[Dataset entries]
================================

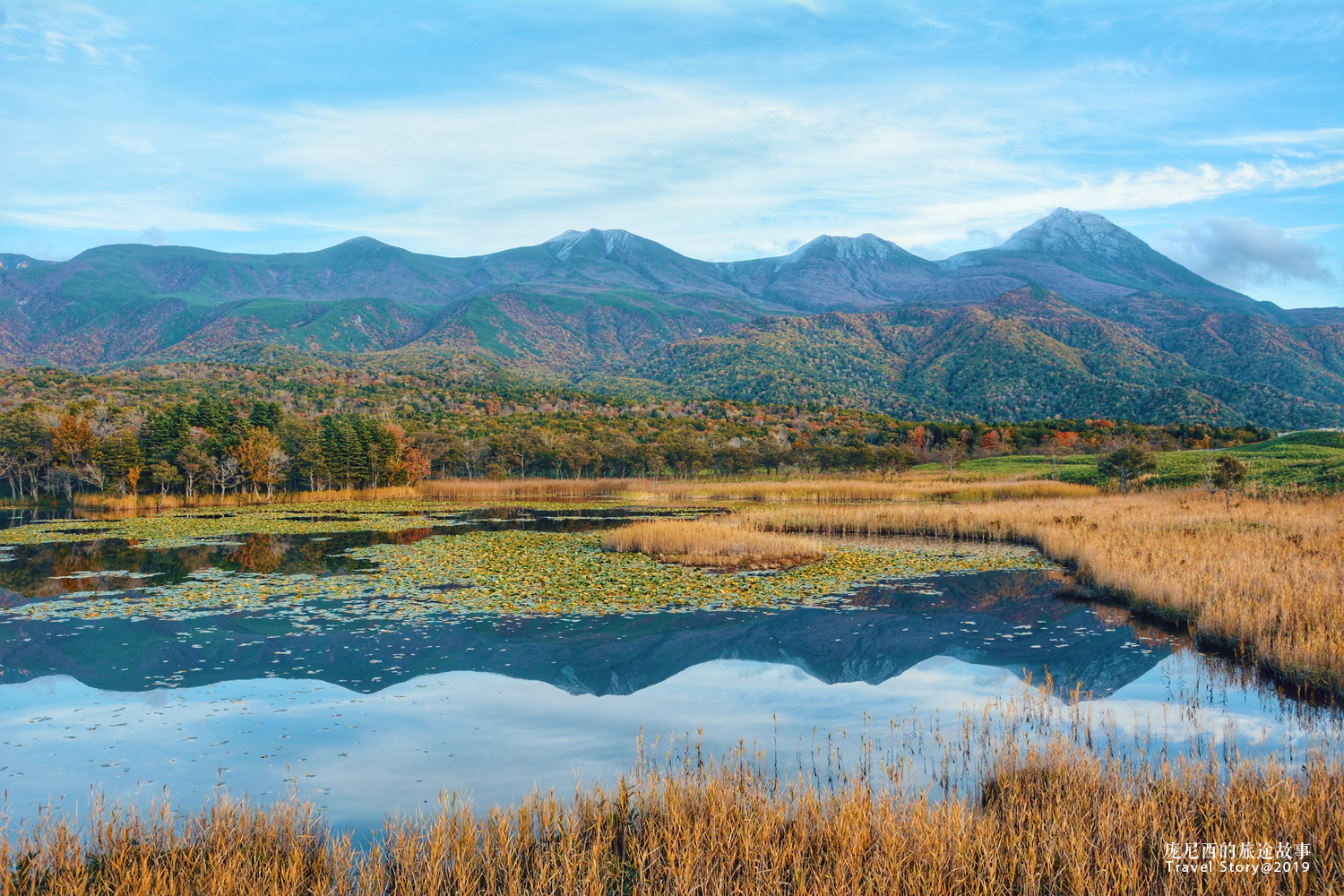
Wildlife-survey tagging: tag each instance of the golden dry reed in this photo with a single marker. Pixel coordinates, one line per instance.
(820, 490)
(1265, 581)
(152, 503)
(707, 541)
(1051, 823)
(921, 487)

================================

__Written request__: Return all of the data above, every line unchanged, but leave the pictures out.

__Answer to this task__:
Wildlife-survey tagging: tag each instance of the golden dry reed in this photo with a single marker. Pixel coordinates, one line per instance.
(820, 490)
(1265, 581)
(152, 503)
(707, 541)
(1051, 823)
(921, 487)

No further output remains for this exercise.